** Set exercise **
Write out all records as given; omit images.

** Record extracts **
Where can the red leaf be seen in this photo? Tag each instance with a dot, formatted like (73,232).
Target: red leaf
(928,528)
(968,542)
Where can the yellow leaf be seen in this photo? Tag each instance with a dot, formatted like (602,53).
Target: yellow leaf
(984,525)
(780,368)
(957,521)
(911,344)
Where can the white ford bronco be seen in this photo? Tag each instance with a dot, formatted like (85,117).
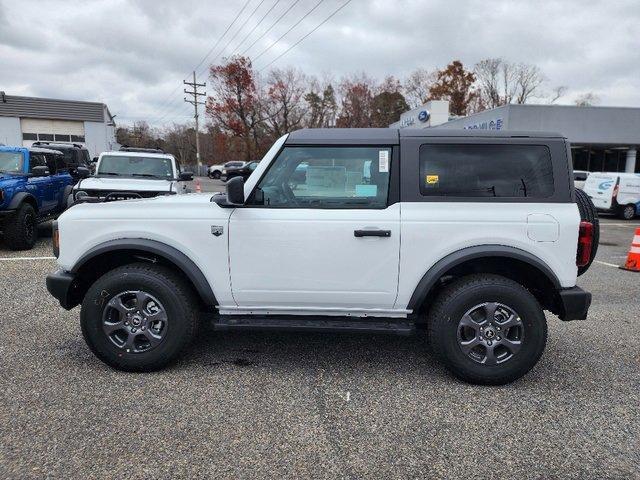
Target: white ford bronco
(464,236)
(131,173)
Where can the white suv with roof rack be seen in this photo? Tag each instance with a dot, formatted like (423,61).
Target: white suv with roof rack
(131,173)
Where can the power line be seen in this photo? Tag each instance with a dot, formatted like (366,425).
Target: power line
(285,33)
(164,104)
(195,102)
(225,32)
(234,36)
(256,25)
(269,29)
(305,36)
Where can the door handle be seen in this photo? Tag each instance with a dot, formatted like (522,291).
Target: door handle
(372,233)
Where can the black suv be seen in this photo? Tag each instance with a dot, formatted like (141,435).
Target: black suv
(75,154)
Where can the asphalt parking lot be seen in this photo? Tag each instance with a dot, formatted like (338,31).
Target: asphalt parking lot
(290,405)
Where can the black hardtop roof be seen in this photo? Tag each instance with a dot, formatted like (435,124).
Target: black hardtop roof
(44,150)
(53,143)
(391,136)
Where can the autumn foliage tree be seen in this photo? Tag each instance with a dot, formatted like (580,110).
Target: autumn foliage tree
(247,112)
(235,105)
(455,84)
(357,103)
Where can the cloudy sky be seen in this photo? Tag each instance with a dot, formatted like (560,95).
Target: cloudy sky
(133,55)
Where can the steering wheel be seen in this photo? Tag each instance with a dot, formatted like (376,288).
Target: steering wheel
(288,193)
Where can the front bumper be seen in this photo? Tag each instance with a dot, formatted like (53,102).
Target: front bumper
(63,286)
(6,213)
(574,303)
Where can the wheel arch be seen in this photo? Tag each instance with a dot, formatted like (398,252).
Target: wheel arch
(21,197)
(114,253)
(510,262)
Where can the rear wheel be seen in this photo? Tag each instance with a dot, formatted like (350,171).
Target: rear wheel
(21,229)
(627,212)
(139,317)
(487,329)
(588,213)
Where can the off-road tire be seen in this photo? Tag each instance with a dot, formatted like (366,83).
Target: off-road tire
(588,213)
(627,212)
(464,293)
(21,228)
(170,289)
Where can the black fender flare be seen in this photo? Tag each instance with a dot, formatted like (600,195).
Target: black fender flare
(445,264)
(20,197)
(153,247)
(65,196)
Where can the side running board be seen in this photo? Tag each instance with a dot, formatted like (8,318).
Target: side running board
(314,324)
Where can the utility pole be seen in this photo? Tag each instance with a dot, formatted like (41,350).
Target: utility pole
(195,102)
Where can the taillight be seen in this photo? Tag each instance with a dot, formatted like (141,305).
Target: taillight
(55,235)
(585,243)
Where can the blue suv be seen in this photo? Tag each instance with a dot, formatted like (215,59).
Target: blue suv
(34,186)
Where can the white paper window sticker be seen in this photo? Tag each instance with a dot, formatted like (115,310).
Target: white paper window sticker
(383,161)
(366,190)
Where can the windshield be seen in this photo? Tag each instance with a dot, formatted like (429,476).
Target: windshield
(10,162)
(135,166)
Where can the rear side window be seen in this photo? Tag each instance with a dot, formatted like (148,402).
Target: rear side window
(484,170)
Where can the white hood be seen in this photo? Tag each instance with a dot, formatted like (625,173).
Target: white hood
(126,184)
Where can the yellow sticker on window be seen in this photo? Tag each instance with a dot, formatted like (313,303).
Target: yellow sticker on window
(431,179)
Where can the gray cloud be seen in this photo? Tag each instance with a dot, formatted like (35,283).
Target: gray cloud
(134,55)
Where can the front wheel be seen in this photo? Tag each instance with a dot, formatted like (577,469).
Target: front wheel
(627,212)
(487,329)
(21,229)
(139,317)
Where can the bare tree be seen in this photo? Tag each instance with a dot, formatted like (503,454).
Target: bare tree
(501,82)
(417,86)
(488,75)
(558,92)
(587,100)
(322,104)
(528,79)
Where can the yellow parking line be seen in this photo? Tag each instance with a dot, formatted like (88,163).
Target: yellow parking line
(607,264)
(17,259)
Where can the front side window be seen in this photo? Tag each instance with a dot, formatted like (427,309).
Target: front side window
(10,162)
(135,166)
(326,177)
(486,171)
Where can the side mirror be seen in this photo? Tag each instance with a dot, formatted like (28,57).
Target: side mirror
(40,171)
(235,191)
(83,172)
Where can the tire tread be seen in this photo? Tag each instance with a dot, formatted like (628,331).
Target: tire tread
(186,297)
(439,320)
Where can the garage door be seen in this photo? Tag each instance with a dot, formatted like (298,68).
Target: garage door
(51,130)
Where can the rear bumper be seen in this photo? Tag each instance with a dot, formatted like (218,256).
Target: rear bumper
(62,285)
(574,303)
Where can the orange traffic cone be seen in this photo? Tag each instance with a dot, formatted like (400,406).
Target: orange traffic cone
(633,257)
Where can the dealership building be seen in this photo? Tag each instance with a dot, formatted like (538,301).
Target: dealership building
(24,120)
(603,139)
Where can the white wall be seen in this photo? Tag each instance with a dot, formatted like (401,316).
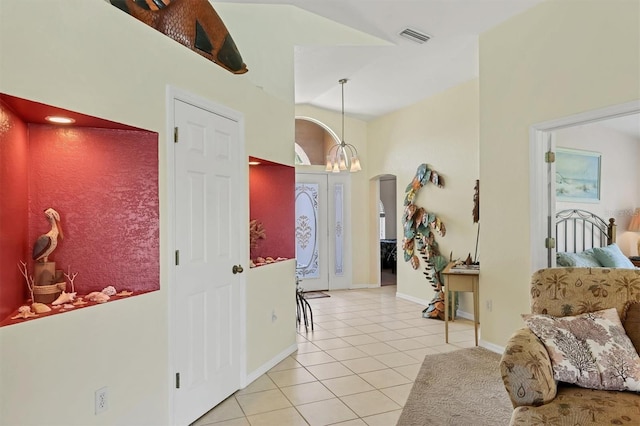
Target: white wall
(441,131)
(620,177)
(558,59)
(88,56)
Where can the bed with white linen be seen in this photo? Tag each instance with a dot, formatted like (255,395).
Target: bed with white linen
(583,239)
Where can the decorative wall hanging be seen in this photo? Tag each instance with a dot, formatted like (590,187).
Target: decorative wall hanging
(476,216)
(420,227)
(577,175)
(193,23)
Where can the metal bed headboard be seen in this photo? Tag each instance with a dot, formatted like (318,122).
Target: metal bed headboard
(579,230)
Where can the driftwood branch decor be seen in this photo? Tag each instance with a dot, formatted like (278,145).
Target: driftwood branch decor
(193,23)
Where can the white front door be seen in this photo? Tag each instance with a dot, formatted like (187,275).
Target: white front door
(208,240)
(323,231)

** Output of the exercise **
Where can the red leaf be seen in this photo? Tag each instance with a dot, formatted like (73,232).
Target: red leaf
(928,528)
(968,542)
Where can the yellow leaf be seen in this photo? Tag each instance with a dot, formatted like (602,53).
Target: yellow leaf
(984,525)
(780,368)
(957,521)
(911,344)
Where can the white ford bronco be seen in this photo? Tag each instance with a dot, formatted like (85,117).
Target: white ford bronco
(464,236)
(131,173)
Where can the white suv with roof rack be seen in this photo? Tag each instance with a dot, formatted like (423,61).
Target: white suv with roof rack
(131,173)
Where can the power line be seen in this photo? Tag each instance with a dot, formatted like (366,425).
Target: power line
(285,33)
(164,104)
(195,102)
(225,32)
(234,36)
(256,25)
(269,29)
(305,36)
Where can the door handle be seen in this photo? Tag each instance with a dot, formatted like (522,291).
Target: door handle
(372,233)
Where can the black suv be seen in this photo? Tag each instance with a dot, formatted like (141,435).
Target: black suv
(75,154)
Where can the asphalt parking lot be seen in this photo? Tag each instance with a dot, formatted like (338,31).
Target: asphalt parking lot
(290,405)
Where can the black hardtop roof be seen in this photo? Tag each instance with a dot, formatted like (435,124).
Target: black hardtop roof
(44,150)
(53,143)
(391,136)
Where can the autumn foliage tree be seen in this photo? Tag each instance with a dot, formatted like (580,110).
Target: autumn foliage tree
(247,112)
(235,105)
(455,84)
(357,103)
Where can the cloudy sky be seen in this photo? Tag each instance with a dot, formatted like (560,95).
Target: cloudy sky
(133,55)
Where can the steering wheel be seen in this photo? Tag each instance with a dot, formatted like (376,288).
Target: steering wheel
(288,193)
Where can the front bumper be seen in this photo? Tag each instance with a dot, formatted like (53,102).
Target: front bumper
(63,286)
(6,213)
(574,303)
Where can the wheel arch be seen in this photo? Tag each instance with a dot, formatted like (398,252).
Target: wheel arch
(21,197)
(114,253)
(510,262)
Where can the rear wheel be seen in this photo? Tag each instance with a dot, formatted like (350,171).
Target: rear wheel
(21,229)
(627,212)
(139,317)
(487,329)
(588,213)
Where can the off-road tire be seen in this photo? Tag each instance with a dot, formatted like (366,83).
Target: off-road tire
(588,213)
(627,212)
(464,293)
(21,228)
(170,289)
Where can the black fender flare be seen in this photo? Tag each instance with a dot, formatted like (600,195).
Target: black fender flare
(445,264)
(20,197)
(153,247)
(65,196)
Where can the side running board be seen in this photo? Tag each instance with a dot, formatted like (8,318).
Target: side running board
(314,324)
Where can the utility pole be seen in this photo? Tag each instance with a dot, formatted like (41,350).
Target: utility pole
(195,102)
Where can the taillight be seen in this photo? Tag each instance with a dot, formatted like (141,305).
Target: taillight
(55,235)
(585,243)
Where can the blue suv be seen in this photo? Tag each instance with a dot, formatted like (215,59).
Target: blue suv
(34,186)
Where can the white paper window sticker be seen in this photo? Tag each instance with a dot, formatted like (115,310).
Target: white paper window sticker
(383,161)
(366,190)
Where can the windshield be seen in this photo? Tag each instance with a dot, formatted like (429,476).
Target: windshield
(10,162)
(135,166)
Where can the rear side window be seen in this photo? Tag each instance with a dot, formatted like (148,402).
Target: rear side window
(484,170)
Where can the white hood be seen in this photo? Tag each instance with a dot, formatted like (625,173).
Target: white hood
(126,184)
Where can the yellow sticker on window be seen in this photo? Tag each instance with a dot, formatted like (313,303).
Target: yellow sticker on window
(431,179)
Where can the gray cloud be seen in this photo? Tag each instance with a dot, formatted like (35,283).
Target: gray cloud
(134,55)
Where can the front wheel be seen in this photo? Tag each instance with a dot, formatted like (577,469).
Target: front wheel
(627,212)
(487,329)
(21,229)
(139,317)
Where can the bare tree be seen in this photo? Tag each instance with a dot, formatted like (503,454).
Target: bare tree
(501,82)
(417,86)
(488,75)
(558,92)
(587,100)
(322,104)
(528,79)
Where can the yellow parking line be seen in this photo? Tag each instance with a dot, formatted like (88,163).
Target: yellow parking line
(607,264)
(17,259)
Where can the front side window be seen in this photo? Tag each instance with a dot, formatted like (427,309).
Target: front side window
(10,162)
(135,166)
(326,177)
(486,171)
Where can the side mirror be seen in this photo? Tag each instance with a dot, formatted like (28,57).
Target: side mirror
(40,171)
(235,191)
(83,172)
Where can the tire tread be seen in this photo? Tag each instance with a dot, formatted like (628,331).
Target: tire tread
(186,297)
(439,320)
Where can the garage door be seen in this photo? Tag each instance with a dot, formatted like (298,68).
Target: garage door
(51,130)
Where can the rear bumper be seen in this photo? Tag each instance with a dot, formatted like (218,256).
Target: rear bumper
(62,285)
(574,303)
Where can the orange traffic cone be seen in this photo? Tag each instance with a dot, formatted like (400,406).
Target: orange traffic cone
(633,257)
Where can the dealership building be seen in this photo? Tag each instance with a dot, formatted like (538,301).
Target: dealership building
(24,120)
(603,139)
Where can the white wall be seen in this photo? Tag each instance with a dot, formatted like (401,316).
Target: white wall
(441,131)
(620,177)
(558,59)
(88,56)
Where can the bed with white linen be seen in this photo? Tag each instance with a dot, formatted like (255,395).
Target: bed with white linen
(583,239)
Where can the decorative wall hanging be seen in this photo? Tag each instance with a dot, formatted like (590,187).
Target: decorative wall hanging
(476,216)
(420,227)
(577,175)
(193,23)
Where can the metal bed headboard be seen in this photo? Tag each instance with a dot, formatted like (318,122).
Target: metal bed headboard
(579,230)
Where can the driftwood branch decor be seen in this photo? Tag each instance with a dot, formatted like (278,145).
Target: driftwood branch decor
(193,23)
Where can the white front door be seen in this photo? Tag each instance with a dot, formatted like (187,275).
Target: white front door
(208,240)
(323,231)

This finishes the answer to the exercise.